• **EXERCISE GOAL**: In the output, include exactly the lines from the beginning of the records up to and including the one that contains "333L467 421L583 346L521", and leave out the pictures.
----- RECORDS PROVIDED
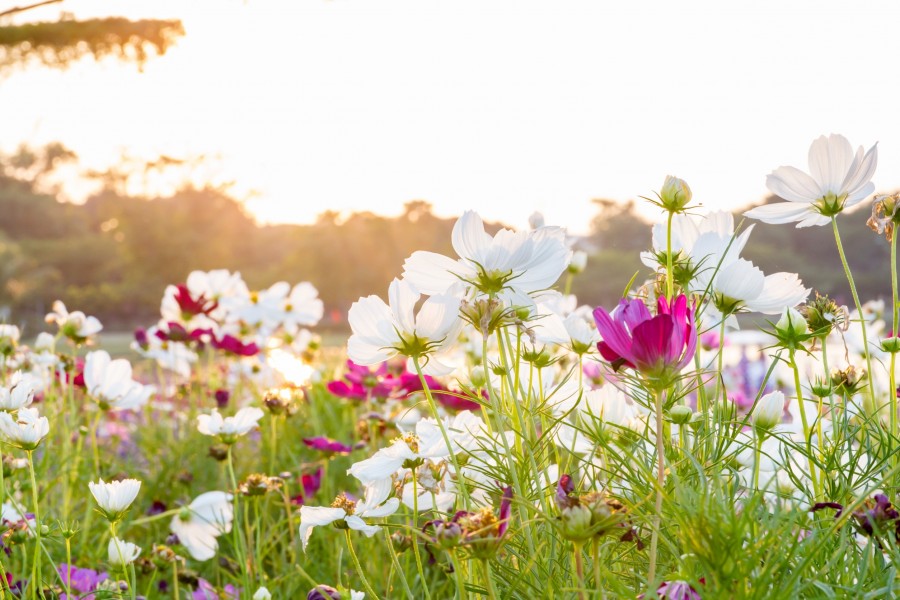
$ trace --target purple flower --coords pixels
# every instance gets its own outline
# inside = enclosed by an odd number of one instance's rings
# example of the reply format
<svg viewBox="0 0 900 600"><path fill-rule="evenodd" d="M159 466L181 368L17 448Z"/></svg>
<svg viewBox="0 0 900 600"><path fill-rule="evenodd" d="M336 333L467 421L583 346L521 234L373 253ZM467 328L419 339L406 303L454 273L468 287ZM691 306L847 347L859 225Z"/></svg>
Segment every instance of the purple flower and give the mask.
<svg viewBox="0 0 900 600"><path fill-rule="evenodd" d="M189 321L195 315L208 315L219 306L218 302L207 299L203 294L194 298L183 283L176 285L175 290L175 302L178 303L185 321Z"/></svg>
<svg viewBox="0 0 900 600"><path fill-rule="evenodd" d="M702 600L687 581L664 581L656 588L656 597L660 600Z"/></svg>
<svg viewBox="0 0 900 600"><path fill-rule="evenodd" d="M353 451L353 446L322 436L303 438L303 443L313 450L319 450L328 454L350 454Z"/></svg>
<svg viewBox="0 0 900 600"><path fill-rule="evenodd" d="M664 297L653 316L642 300L622 300L610 315L602 307L594 320L603 338L600 354L614 370L635 369L656 386L664 387L694 357L697 328L687 298L679 295L670 305Z"/></svg>
<svg viewBox="0 0 900 600"><path fill-rule="evenodd" d="M341 593L330 585L319 584L309 590L306 600L341 600Z"/></svg>
<svg viewBox="0 0 900 600"><path fill-rule="evenodd" d="M460 395L455 392L449 392L447 388L442 386L440 382L431 375L425 375L425 383L428 385L428 389L431 390L434 399L437 402L440 402L444 408L457 411L481 410L480 404L468 400L467 398L461 398ZM415 392L421 392L423 389L422 380L419 379L419 376L416 373L403 373L400 375L400 388L406 391L407 396L414 394Z"/></svg>
<svg viewBox="0 0 900 600"><path fill-rule="evenodd" d="M66 586L71 587L79 594L93 592L101 582L106 581L109 577L105 572L98 573L93 569L79 569L78 567L67 565L65 563L59 565L57 570ZM65 594L63 594L62 598L65 597ZM93 595L84 597L93 598Z"/></svg>
<svg viewBox="0 0 900 600"><path fill-rule="evenodd" d="M197 589L191 594L192 600L237 600L238 598L240 598L240 592L230 583L223 589L216 590L213 584L202 577L197 582Z"/></svg>
<svg viewBox="0 0 900 600"><path fill-rule="evenodd" d="M387 398L400 385L400 380L388 373L388 363L386 362L370 368L348 360L344 380L337 379L328 382L328 391L339 398L349 400L365 400L369 397Z"/></svg>
<svg viewBox="0 0 900 600"><path fill-rule="evenodd" d="M844 506L837 502L819 502L810 509L816 512L823 508L837 510L835 519L840 518L844 512ZM853 521L860 533L868 536L876 532L894 532L895 539L900 542L900 512L891 505L891 501L884 494L875 494L866 500L862 506L853 511Z"/></svg>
----------
• **WRITTEN ANSWER**:
$ trace --target purple flower --coords pixels
# every instance gets its own outline
# inside = enclosed by an odd number of one instance's rings
# example of the reply format
<svg viewBox="0 0 900 600"><path fill-rule="evenodd" d="M159 466L181 368L17 448Z"/></svg>
<svg viewBox="0 0 900 600"><path fill-rule="evenodd" d="M336 333L467 421L583 346L521 234L373 253ZM467 328L419 339L406 303L454 273L468 287ZM691 306L847 347L859 225Z"/></svg>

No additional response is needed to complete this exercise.